Set exercise:
In the summary of the speech recognition paper, transcribe the text from "Where Pith is" up to and including "and orthographic issues.".

Extracted text:
:::

Knowledge distillation from monolingual models followed by self-improvement on pseudo labels improves multilingual ASR for Nigerian languages.

A machine-rendered reading of the paper's core claim, the machinery that carries it, and where it could break.

The paper develops a two-stage process to build better speech recognition systems for languages like Yoruba, Hausa, Igbo, Nigerian Pidgin, and Nigerian English. It starts by distilling knowledge from existing monolingual models using language-specific N-gram models, then refines the student model iteratively with its own pseudo-labeled data. This approach aims to close the performance gap that current multilingual systems show compared to high-resource languages, which matters because it could make voice technology more accessible in regions with scarce labeled speech data. A sympathetic reader would care if this leads to more accurate transcription of tonal languages and code-switched speech without needing massive new datasets.

Core claim

The authors present Sometin Beta Pass Notin (SBPN), a multilingual ASR model trained via student-teacher knowledge distillation conditioned on robust language-specific N-gram language models, followed by iterative self-improvement using pseudo-labelled data. This yields an average relative Word Error Rate reduction of 29% over monolingual baselines and outperforms state-of-the-art multilingual models on benchmarks like Common Voice and Fleurs. The framework covers Yoruba, Hausa, Igbo, Nigerian Pidgin, and Nigerian English, released in Base (120M) and Large (600M) parameter versions as open foundation models.

What carries the argument

Two-stage distillation process consisting of student-teacher knowledge distillation from monolingual models conditioned on N-gram language models, followed by iterative self-improvement using pseudo-labelled data.

If this is right

  • SBPN models achieve better accuracy than previous monolingual and multilingual systems on Nigerian language benchmarks.
  • The approach bridges the gap for low-resource languages with challenges like tonal diacritics and code-switching.
  • Open release of SBPN-Base and SBPN-Large enables further research into phonetic and cultural aspects of the region.
  • Performance gains hold across major benchmarks including Common Voice and Fleurs.

Where Pith is reading between the lines

These are editorial extensions of the paper, not claims the author makes directly.

  • This method might generalize to other low-resource language families facing similar data scarcity and orthographic issues.

:::

Data:
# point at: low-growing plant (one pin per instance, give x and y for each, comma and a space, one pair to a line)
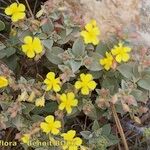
64, 87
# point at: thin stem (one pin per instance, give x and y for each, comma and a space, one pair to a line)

:::

Response for this exercise:
Where Pith is reading between the lines

These are editorial extensions of the paper, not claims the author makes directly.

  • This method might generalize to other low-resource language families facing similar data scarcity and orthographic issues.